• **СТАТЬЯ**
§ §
И начинаются раздумья о жизни, о том, что такое правда и справедливость. И что такое доброта. И милосердие. И жалость. И о многом другом, имя чему — жизнь человека, идут раздумья. То в форме сказки, то как притча, то как быль. Иногда автор раскроет нравоучительный смысл, иногда спрячет, чтобы читатель сам подумал. А подумать есть над чем, особенно в наш двадцатый век, когда человеку некогда даже оглянуться вокруг, всмотреться в себя.
Сюжет этой книги весьма незатейлив. Да автор и не пытается «закручивать» его. Есть на лесном кордоне старая лошадь по кличке Сильва. Ушла она со двора. Куда — неведомо. Ищет ее лесник-рассказчик. Но не так, чтобы этими поисками были заняты все страницы повести. Напротив, совсем немного им отпущено места. То там поищет, то там. Вот и весь сюжет. Но тогда что же движет интерес читателя? Почему у меня создается ощущение, будто я каждый раз, начиная читать, испытываю такое состояние, словно вижу за окном розовое утро и на сердце у меня легко и празднично? Отчего это? Почему рука сама тянется к книге, и я ничего не хочу делать, как только читать ее и перечитывать? Да, именно перечитывать, потому что это не простое чтение. Тут нужно вникать в смысл каждой фразы и сцены. Тут глазами не пробежишь. Сердце нужно и разум. И тогда почувствуешь, как сердце наполняется добрыми чувствами, а разум богатеет мыслями. И от этого становится легче дышать и мир светлеет.
Ну, а еще о чем книга? А о том, как живет человек в лесу и как, постепенно познавая его, становится его частью. Исподволь, не сразу готовится к этому читатель, потому что сразу-то и не поверишь. Как это? Почему это? Но коли уж автор подготовил, то все, что есть в книге, уже берешь без сомнения. Тогда и такое его признание не вызывает удивления: «Я сижу у ног ручья, или он у моих». Тут уж полное слияние с природой. А зачем оно? Может, и ни к чему? Мы так далеко ушли от нее, что стоит ли возвращаться? Оказывается, стоит. И стоит именно потому, что только в единстве с природой мы можем оставаться людьми. Если мы ей станем чужими, если природа для нас окажется враждебной страной, то можно с уверенностью предсказать, какая печальная участь ожидает человечество в недалеком будущем.
§ §
• **СОДЕРЖИМОЕ НАБОРА ДАННЫХ**
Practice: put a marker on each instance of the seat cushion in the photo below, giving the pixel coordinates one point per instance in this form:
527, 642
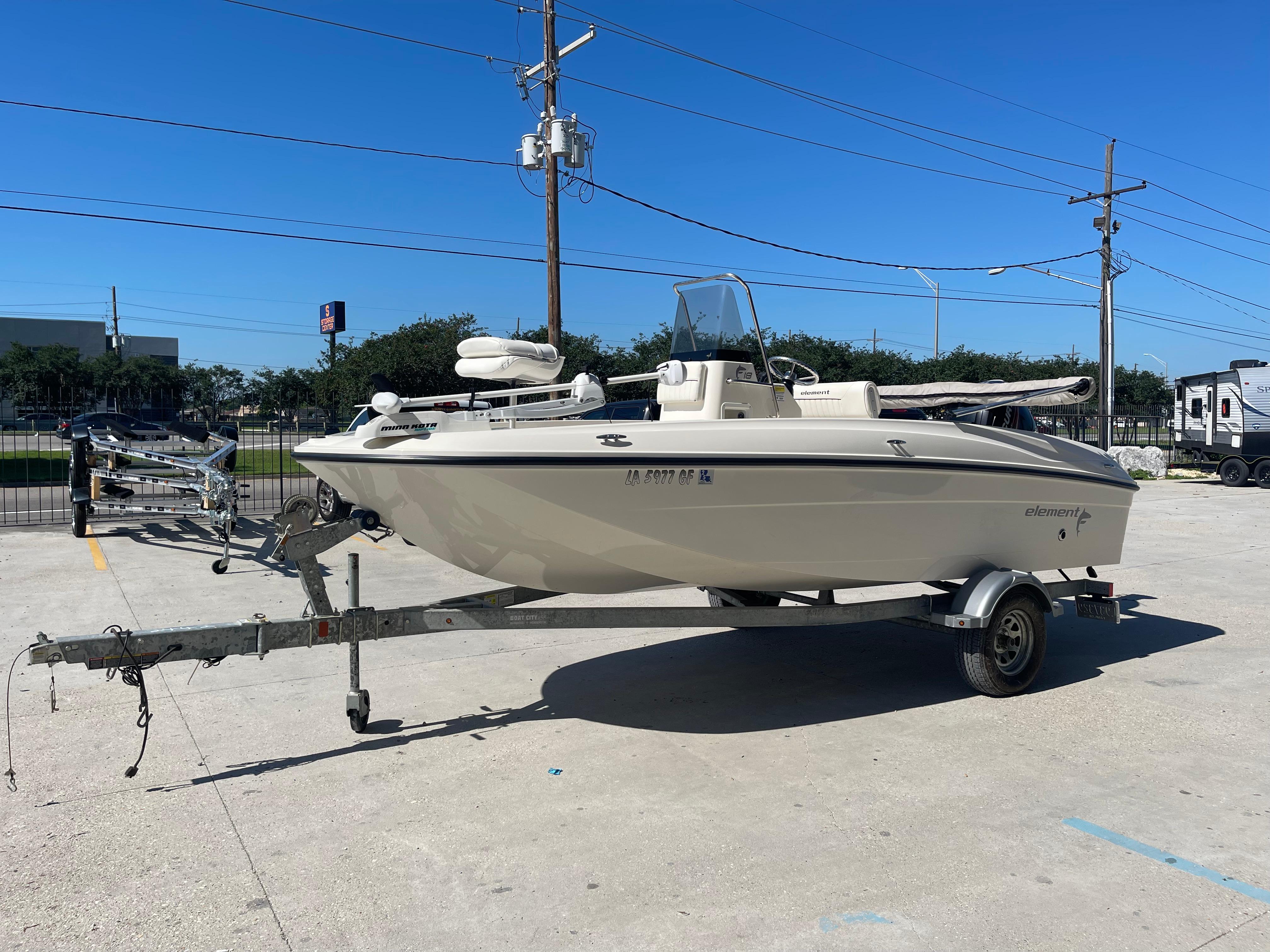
§ §
• **ПИСЬМЕННОЕ ЗАДАНИЕ**
Можете дословно переписать из статьи отрывок, который начинается со слов «И начинаются раздумья» и заканчивается словами «всмотреться в себя.»?

• **РЕЗУЛЬТАТ ЗАДАНИЯ**
И начинаются раздумья о жизни, о том, что такое правда и справедливость. И что такое доброта. И милосердие. И жалость. И о многом другом, имя чему — жизнь человека, идут раздумья. То в форме сказки, то как притча, то как быль. Иногда автор раскроет нравоучительный смысл, иногда спрячет, чтобы читатель сам подумал. А подумать есть над чем, особенно в наш двадцатый век, когда человеку некогда даже оглянуться вокруг, всмотреться в себя.